YOUR INSTRUCTIONS: Find every line in the data below that contains the word "floor" and copy each of those lines out in full.

A block of data:
>> START
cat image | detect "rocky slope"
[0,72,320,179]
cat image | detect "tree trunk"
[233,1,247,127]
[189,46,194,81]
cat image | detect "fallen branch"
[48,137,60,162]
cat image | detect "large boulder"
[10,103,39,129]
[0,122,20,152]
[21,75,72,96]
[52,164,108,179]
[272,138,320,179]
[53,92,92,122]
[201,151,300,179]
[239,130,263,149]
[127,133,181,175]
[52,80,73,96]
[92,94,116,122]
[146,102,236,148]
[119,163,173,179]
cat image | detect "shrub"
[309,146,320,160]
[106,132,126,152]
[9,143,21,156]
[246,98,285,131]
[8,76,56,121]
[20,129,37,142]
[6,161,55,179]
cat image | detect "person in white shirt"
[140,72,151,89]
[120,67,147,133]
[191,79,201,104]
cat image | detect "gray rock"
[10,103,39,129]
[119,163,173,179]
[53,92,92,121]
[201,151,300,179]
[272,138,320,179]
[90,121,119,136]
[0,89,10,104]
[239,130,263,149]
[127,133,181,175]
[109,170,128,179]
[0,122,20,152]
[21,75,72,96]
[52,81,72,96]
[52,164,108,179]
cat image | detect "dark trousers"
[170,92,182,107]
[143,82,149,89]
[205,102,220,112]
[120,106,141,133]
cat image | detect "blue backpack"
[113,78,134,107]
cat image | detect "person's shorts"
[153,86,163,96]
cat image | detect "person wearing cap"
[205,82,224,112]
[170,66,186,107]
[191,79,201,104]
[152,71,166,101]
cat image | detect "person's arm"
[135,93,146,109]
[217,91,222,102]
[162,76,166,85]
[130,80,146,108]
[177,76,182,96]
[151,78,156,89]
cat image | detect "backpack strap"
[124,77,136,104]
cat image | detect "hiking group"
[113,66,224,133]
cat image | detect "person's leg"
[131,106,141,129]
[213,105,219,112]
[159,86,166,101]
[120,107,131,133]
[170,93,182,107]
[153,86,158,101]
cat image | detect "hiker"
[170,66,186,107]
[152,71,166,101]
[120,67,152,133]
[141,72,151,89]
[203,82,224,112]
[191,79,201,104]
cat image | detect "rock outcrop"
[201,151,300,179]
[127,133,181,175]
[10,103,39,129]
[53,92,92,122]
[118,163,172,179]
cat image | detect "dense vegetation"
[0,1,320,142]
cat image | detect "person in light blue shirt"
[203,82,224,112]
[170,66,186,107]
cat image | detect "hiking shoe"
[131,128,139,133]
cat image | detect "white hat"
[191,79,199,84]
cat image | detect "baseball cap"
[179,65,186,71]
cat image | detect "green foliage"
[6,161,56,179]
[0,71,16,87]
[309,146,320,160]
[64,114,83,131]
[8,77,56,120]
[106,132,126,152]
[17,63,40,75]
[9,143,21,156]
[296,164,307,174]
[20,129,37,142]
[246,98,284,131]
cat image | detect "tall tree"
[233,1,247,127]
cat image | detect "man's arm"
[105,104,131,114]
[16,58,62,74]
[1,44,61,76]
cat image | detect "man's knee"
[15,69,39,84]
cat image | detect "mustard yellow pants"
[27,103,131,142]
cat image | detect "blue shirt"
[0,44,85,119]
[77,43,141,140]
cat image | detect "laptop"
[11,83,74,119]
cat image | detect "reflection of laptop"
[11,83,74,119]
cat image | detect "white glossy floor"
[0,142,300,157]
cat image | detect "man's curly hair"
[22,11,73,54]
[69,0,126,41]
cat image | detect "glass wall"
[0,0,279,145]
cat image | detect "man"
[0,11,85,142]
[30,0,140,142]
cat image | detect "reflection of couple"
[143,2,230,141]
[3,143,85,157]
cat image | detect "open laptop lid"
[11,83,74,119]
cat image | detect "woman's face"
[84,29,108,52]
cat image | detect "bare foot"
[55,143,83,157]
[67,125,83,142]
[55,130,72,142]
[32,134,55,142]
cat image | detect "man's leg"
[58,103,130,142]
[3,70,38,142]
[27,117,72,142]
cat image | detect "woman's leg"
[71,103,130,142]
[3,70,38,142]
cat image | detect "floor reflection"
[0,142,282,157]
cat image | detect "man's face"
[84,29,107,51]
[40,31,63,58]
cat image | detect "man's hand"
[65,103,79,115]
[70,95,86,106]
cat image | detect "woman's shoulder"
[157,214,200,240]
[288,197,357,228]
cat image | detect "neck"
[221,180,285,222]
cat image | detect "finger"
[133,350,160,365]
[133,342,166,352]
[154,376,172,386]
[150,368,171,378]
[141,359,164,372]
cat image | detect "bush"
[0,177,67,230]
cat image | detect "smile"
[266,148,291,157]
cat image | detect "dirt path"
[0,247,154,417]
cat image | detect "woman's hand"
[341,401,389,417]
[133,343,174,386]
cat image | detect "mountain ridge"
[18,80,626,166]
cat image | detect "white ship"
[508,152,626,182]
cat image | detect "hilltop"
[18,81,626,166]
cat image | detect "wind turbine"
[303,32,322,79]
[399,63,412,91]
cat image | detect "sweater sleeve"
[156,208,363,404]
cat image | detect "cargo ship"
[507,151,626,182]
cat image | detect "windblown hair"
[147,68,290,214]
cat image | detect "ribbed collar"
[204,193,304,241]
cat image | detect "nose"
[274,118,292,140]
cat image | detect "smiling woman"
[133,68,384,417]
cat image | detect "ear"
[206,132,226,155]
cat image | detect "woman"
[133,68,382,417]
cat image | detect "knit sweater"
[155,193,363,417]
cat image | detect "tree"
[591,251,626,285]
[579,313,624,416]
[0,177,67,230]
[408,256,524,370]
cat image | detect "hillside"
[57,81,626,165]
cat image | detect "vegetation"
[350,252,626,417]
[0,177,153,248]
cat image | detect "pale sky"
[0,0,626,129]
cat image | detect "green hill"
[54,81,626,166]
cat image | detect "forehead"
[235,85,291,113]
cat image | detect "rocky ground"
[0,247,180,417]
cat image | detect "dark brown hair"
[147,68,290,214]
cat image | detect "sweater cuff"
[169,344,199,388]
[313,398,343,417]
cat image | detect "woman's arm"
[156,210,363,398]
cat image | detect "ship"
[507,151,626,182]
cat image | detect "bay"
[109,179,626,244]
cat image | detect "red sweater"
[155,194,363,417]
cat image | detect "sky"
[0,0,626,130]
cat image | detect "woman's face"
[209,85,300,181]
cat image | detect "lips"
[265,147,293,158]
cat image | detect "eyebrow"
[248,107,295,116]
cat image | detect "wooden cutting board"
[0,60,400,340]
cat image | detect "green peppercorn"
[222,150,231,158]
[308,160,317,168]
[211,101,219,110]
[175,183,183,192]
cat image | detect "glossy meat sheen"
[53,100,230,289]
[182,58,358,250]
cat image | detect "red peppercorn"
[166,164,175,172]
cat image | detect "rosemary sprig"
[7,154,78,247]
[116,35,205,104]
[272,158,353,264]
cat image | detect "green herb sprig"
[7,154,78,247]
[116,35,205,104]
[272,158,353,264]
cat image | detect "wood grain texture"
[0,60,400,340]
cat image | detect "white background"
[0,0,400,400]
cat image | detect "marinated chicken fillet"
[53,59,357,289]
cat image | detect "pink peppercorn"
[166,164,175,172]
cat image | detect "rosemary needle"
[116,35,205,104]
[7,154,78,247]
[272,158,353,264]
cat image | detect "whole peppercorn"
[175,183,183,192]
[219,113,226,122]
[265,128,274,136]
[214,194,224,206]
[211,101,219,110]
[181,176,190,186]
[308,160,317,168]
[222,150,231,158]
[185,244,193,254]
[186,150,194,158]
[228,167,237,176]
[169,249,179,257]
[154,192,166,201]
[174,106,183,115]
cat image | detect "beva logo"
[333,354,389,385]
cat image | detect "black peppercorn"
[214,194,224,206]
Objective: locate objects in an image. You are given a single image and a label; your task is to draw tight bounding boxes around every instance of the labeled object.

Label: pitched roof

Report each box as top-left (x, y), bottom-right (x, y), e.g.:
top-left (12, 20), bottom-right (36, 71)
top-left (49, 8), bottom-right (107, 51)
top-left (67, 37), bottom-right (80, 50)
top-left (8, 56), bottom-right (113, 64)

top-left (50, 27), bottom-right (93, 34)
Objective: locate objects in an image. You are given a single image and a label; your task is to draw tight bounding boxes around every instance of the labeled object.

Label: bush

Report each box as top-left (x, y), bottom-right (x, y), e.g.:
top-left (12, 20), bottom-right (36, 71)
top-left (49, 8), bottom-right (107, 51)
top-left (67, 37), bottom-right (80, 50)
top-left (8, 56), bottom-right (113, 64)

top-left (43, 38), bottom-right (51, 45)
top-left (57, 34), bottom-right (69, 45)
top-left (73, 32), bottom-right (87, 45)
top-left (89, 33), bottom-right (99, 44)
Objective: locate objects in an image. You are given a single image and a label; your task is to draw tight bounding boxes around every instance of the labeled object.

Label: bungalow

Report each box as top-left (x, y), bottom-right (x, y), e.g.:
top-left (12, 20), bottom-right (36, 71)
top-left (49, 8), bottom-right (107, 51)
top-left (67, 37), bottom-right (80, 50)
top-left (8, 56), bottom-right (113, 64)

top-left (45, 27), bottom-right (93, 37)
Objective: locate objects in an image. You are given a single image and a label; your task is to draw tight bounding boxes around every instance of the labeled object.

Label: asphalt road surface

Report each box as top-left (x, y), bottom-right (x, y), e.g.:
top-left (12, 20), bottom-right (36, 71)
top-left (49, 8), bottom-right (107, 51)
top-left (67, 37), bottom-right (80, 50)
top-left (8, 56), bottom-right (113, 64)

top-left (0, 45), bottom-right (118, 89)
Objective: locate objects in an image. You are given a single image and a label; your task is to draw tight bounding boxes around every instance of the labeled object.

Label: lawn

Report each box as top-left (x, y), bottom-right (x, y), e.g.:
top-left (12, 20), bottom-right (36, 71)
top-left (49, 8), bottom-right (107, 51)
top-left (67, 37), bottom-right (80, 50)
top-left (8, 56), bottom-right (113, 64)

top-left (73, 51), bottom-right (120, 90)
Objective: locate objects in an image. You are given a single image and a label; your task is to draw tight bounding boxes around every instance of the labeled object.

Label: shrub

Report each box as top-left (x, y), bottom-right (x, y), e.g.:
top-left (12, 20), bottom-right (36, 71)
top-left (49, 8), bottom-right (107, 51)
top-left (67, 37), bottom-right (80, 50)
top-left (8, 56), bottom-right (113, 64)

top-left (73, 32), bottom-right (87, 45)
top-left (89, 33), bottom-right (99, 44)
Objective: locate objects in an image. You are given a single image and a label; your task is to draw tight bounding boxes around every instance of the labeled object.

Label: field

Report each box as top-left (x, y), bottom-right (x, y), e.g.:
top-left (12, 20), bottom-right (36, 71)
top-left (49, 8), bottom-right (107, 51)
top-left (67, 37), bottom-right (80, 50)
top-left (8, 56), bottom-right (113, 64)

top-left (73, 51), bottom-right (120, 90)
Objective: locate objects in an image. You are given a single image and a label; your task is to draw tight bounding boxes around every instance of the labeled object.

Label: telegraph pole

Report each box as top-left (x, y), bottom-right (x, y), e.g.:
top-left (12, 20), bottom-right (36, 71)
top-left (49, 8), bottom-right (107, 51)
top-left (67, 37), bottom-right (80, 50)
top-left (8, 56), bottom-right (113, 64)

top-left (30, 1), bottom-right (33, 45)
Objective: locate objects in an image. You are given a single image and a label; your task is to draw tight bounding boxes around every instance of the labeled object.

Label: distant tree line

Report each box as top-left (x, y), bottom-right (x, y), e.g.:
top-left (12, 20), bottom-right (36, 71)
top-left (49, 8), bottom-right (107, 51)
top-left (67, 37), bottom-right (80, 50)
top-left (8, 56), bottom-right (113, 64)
>> END
SOLUTION FOR THIS PROBLEM:
cat image | detect "white glossy floor"
cat image | detect "floor reflection"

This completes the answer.